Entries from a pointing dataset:
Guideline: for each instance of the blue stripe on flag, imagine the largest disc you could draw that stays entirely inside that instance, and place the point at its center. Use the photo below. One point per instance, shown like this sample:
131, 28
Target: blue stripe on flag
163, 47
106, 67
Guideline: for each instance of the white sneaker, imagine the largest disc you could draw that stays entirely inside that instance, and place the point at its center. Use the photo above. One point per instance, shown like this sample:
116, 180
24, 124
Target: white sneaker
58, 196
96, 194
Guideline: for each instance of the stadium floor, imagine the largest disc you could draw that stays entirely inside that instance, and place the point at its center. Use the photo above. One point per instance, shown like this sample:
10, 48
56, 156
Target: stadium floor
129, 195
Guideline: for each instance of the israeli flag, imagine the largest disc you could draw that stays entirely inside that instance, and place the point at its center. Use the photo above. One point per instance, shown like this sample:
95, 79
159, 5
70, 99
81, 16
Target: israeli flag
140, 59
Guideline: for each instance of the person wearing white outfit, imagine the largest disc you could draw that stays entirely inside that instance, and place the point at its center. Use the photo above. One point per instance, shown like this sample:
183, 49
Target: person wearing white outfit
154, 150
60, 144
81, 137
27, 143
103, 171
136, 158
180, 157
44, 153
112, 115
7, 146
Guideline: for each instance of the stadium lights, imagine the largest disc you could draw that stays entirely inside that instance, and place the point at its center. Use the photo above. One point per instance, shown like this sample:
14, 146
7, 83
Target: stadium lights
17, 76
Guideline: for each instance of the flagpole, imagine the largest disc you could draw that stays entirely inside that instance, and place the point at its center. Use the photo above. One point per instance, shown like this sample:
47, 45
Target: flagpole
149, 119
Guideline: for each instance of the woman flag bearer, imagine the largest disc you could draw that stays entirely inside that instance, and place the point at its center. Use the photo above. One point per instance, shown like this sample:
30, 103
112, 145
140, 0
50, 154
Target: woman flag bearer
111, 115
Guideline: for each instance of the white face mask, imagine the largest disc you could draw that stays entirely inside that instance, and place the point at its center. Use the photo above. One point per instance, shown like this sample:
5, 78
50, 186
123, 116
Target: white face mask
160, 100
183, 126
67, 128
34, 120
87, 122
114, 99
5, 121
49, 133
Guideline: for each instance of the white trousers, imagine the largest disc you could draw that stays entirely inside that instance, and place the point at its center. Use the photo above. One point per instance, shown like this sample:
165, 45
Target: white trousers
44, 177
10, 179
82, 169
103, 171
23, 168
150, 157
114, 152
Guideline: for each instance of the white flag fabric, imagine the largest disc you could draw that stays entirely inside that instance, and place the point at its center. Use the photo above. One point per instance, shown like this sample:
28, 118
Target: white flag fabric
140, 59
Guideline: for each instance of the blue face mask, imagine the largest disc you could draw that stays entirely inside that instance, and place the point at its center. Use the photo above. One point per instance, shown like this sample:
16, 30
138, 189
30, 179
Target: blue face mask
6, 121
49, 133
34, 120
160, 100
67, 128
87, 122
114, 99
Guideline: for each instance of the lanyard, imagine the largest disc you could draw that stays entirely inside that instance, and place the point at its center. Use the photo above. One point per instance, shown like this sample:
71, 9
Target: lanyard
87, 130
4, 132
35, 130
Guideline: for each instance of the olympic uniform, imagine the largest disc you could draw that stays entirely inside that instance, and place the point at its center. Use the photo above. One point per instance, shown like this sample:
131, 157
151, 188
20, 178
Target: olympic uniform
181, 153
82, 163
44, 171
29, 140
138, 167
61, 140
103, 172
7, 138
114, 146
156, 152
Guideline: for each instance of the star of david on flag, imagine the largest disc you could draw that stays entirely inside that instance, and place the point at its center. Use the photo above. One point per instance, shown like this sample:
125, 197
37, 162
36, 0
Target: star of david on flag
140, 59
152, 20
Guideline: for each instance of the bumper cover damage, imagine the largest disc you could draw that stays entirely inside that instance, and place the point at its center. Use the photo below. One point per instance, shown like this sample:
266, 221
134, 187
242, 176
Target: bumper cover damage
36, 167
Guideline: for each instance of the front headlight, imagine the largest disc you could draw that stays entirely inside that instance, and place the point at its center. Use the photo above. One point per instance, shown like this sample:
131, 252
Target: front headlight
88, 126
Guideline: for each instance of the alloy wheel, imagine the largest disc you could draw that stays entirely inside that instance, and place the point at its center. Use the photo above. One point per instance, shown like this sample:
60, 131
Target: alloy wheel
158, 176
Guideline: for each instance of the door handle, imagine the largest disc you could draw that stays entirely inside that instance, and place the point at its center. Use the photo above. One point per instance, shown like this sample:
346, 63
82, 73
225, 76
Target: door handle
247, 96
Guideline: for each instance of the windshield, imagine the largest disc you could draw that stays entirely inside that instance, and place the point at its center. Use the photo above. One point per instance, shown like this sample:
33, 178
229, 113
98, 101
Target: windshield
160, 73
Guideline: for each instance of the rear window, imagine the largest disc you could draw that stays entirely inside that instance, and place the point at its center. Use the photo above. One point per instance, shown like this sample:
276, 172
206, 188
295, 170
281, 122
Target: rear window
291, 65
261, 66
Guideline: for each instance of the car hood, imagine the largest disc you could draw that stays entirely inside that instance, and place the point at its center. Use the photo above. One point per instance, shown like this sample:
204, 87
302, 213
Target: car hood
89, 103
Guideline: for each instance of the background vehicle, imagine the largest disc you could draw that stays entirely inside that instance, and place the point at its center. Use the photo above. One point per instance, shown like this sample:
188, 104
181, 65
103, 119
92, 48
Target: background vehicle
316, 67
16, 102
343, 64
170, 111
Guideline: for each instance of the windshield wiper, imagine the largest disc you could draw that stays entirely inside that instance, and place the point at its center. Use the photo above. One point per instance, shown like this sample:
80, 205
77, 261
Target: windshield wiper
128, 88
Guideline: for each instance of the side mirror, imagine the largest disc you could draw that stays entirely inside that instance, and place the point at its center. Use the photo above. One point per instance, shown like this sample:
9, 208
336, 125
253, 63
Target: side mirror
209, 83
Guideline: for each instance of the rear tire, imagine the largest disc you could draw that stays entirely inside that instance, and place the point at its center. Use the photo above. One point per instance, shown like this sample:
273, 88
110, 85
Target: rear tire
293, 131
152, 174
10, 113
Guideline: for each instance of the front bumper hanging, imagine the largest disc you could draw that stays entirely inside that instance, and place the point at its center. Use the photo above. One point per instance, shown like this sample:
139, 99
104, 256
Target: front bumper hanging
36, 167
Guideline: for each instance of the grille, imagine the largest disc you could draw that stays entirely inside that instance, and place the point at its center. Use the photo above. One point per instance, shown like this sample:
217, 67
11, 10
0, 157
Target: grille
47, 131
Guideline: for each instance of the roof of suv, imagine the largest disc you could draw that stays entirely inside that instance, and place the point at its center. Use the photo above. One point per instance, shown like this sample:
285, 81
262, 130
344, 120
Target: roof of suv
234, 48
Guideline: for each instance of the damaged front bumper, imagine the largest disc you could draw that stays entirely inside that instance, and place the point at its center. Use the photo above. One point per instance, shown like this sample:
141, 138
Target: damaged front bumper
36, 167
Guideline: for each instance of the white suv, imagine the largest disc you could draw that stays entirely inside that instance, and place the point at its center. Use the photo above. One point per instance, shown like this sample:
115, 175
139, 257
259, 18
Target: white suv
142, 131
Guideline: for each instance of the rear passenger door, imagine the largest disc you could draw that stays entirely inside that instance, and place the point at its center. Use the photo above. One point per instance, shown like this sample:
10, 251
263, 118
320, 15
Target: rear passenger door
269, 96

Problem to solve:
Print again the material above, limited to the lines from the one holding "Guideline: for each instance of the white suv, imagine" through the last, inclusive.

Response below:
Guideline: for each instance of the white suv, imagine the largest disc you could draw that stays entirely inside that instance, and place the point at its center. Use the photo above. One point per instance, shown like this sample:
115, 175
139, 257
259, 18
Target: white suv
142, 131
Guideline: for each instance of the rear passenger door, imagine the largest disc you could draw that stays entirely inside that instance, and place the point at its center. Use the photo above. One point per instance, shown like this sample:
10, 251
263, 118
320, 15
Target: rear passenger door
269, 96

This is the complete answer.